EXERCISE REQUIREMENTS:
1. Answer these questions from the forecasting report:
(a) What forecast was used for ATM1, ATM2, and ATM4?
(b) What was used as the forecast for ATM3?
(c) For which year does Part B forecast monthly residential power usage?
2. Output the part of the forecasting report that opens with the words containing "For Part A, I" and closes with "important for ATM4.", without changing it.
3. Pick up the forecasting report after its last sentence and continue writing it.

PASSAGE SHOWN:
------------

For Part A, I forecasted each ATM separately because the four machines showed very different behavior. ATM1, ATM2, and ATM4 showed clear day of week structure, so I used a recent weekday median forecast for those machines. This approach was simple, practical, and matched the short term business pattern in the data. It was also less affected by unusual spikes than a mean based forecast, which was especially important for ATM4.

ATM3 was different because it was inactive for almost the whole series and only turned on near the end. Since there was not enough stable operating history for a standard time series model, I used the average of the last 3 active days as a start up style forecast for May 2010. I did not use the same modeling approach for all four ATMs because ATM3 did not have enough normal historical behavior to support it.

Overall, the results suggest that each ATM has its own demand profile, so forecasting them separately was more appropriate than pooling them together. ATM1 and ATM2 show regular weekday movement, ATM3 behaves like a newly activated machine, and ATM4 has the highest scale and the most volatility.

Part B

The goal in Part B is to model residential power usage from January 1998 through December 2013 and forecast the monthly values for 2014.

This series is monthly, long, and seasonal. For utility usage, a model that captures a smooth trend and repeated yearly seasonality is a natural choice.

------------

DATA LISTING:

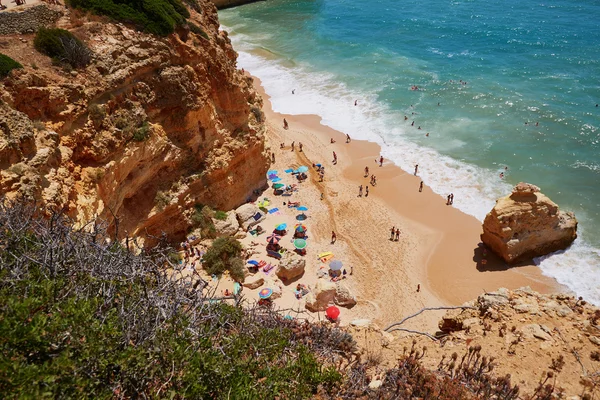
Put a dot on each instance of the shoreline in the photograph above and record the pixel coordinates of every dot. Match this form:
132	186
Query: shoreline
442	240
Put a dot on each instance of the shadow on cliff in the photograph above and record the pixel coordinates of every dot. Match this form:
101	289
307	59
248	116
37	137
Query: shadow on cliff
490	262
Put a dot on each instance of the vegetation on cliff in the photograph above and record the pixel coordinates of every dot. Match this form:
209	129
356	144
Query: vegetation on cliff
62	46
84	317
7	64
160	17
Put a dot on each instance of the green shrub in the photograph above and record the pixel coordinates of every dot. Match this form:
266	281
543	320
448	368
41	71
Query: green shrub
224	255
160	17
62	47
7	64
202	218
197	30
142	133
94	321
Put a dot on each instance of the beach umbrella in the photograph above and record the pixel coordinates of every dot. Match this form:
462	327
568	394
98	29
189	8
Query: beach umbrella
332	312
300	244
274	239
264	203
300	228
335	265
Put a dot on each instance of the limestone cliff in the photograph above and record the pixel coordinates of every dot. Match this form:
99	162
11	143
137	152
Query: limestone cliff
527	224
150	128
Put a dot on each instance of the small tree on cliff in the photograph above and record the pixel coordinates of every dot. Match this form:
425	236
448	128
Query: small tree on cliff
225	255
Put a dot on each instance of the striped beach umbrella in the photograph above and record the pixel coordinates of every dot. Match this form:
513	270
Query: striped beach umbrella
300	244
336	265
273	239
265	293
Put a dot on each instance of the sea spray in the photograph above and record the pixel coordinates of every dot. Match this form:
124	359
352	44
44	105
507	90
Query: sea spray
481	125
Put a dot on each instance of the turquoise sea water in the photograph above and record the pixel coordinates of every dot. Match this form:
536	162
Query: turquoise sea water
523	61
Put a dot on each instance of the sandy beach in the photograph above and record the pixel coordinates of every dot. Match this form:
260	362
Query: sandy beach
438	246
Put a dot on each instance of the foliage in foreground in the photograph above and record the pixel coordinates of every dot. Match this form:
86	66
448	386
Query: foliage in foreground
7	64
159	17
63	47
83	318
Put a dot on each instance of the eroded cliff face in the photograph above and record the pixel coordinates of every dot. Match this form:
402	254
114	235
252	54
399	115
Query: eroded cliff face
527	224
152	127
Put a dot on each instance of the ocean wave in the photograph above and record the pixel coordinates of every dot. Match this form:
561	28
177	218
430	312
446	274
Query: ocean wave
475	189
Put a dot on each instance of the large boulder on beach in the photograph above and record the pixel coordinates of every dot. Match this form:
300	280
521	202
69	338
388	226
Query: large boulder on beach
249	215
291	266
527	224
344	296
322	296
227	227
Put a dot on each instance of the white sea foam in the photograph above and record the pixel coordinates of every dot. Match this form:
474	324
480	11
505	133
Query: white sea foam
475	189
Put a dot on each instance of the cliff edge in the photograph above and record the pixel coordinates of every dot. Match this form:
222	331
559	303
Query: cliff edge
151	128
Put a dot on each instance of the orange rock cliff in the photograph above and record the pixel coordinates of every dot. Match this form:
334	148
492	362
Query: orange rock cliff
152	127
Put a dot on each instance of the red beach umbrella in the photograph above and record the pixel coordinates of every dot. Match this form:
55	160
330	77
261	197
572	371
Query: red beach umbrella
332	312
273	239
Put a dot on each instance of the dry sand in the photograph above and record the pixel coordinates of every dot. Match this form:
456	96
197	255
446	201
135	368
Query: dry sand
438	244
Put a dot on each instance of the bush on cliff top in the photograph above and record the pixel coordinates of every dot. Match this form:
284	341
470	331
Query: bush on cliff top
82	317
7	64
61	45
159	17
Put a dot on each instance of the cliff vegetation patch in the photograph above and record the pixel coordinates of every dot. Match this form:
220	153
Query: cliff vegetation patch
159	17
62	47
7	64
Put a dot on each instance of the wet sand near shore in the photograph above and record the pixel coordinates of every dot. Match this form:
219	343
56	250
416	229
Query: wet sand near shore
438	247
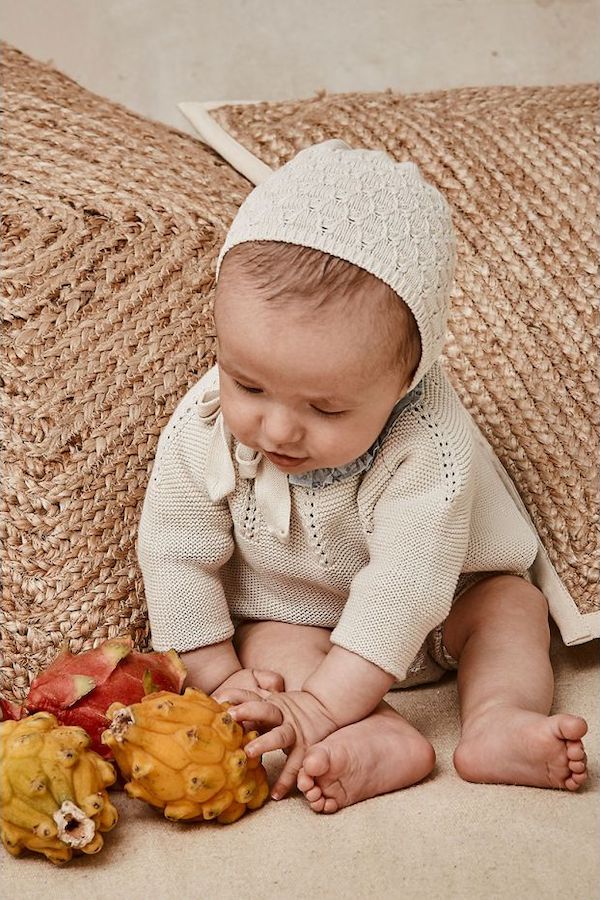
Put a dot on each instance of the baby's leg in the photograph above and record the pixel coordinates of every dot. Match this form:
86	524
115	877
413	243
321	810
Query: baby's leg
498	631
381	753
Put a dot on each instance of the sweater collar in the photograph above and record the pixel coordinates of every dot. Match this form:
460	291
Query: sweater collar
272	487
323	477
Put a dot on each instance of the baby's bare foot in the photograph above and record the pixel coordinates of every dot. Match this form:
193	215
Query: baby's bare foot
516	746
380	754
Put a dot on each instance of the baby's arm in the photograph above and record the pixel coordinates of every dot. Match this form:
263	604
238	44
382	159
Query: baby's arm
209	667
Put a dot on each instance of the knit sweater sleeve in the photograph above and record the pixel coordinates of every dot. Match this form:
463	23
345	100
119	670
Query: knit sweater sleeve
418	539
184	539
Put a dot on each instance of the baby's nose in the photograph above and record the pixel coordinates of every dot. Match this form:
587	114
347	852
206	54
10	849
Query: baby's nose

------------

TASK ANSWERS:
1.
(a) A recent weekday median forecast.
(b) The average of the last 3 active days, as a start up style forecast for May 2010.
(c) 2014.

2.
For Part A, I forecasted each ATM separately because the four machines showed very different behavior. ATM1, ATM2, and ATM4 showed clear day of week structure, so I used a recent weekday median forecast for those machines. This approach was simple, practical, and matched the short term business pattern in the data. It was also less affected by unusual spikes than a mean based forecast, which was especially important for ATM4.

3.
Clean & Explore The Power Data

# create a monthly date variable and keep the KWH series
power_data <- power_raw %>%
  transmute(
    Date = as.Date(paste0(`YYYY-MMM`, "-01"), format = "%Y-%b-%d"),
    KWH = as.numeric(KWH)
  ) %>%
  arrange(Date)

# check the date range and missing values
range(power_data$Date)

## [1] "1998-01-01" "2013-12-01"

sum(is.na(power_data$KWH))

## [1] 1

# display the missing month if exists
power_data %>%
  filter(is.na(KWH))

## # A tibble: 1 × 2
##   Date         KWH
##   <date>     <dbl>
## 1 2008-09-01    NA

# plot the monthly power series
power_data %>%
  ggplot(aes(x = Date, y = KWH)) +
  geom_line() +
  labs(
    title = "Residential monthly power usage",
    x = "Date",
    y = "KWH"
  )

The plot shows strong seasonality and a changing long term level. There is one missing month in September 2008, so I filled that single gap before fitting the model. The series also shows a very sharp drop around 2010, which appears unusual relative to the rest of the history, but I kept it in the series because it is part of the observed data.

Build The Power Forecast

# convert the data to a monthly time series object
power_ts <- ts(power_data$KWH, start = c(1998, 1), frequency = 12)

# fill the one missing value using interpolation designed for time series
power_ts <- na.interp(power_ts)

# fill the one missing month using time series interpolation
power_fit <- hw(
  power_ts,
  h = 12,
  seasonal = "additive",
  damped = TRUE
)

# create the 2014 forecast table 
power_final <- tibble(
  Month = seq(as.Date("2014-01-01"), as.Date("2014-12-01"), by = "month"),
  Model = "Holt Winters additive trend and additive seasonality",
  Forecast_KWH = as.numeric(power_fit$mean)
)

power_final

## # A tibble: 12 × 3
##    Month      Model                                                Forecast_KWH
##    <date>     <chr>                                                       <dbl>
##  1 2014-01-01 Holt Winters additive trend and additive seasonality     9064999.
##  2 2014-02-01 Holt Winters additive trend and additive seasonality     8153696.
##  3 2014-03-01 Holt Winters additive trend and additive seasonality     7154152.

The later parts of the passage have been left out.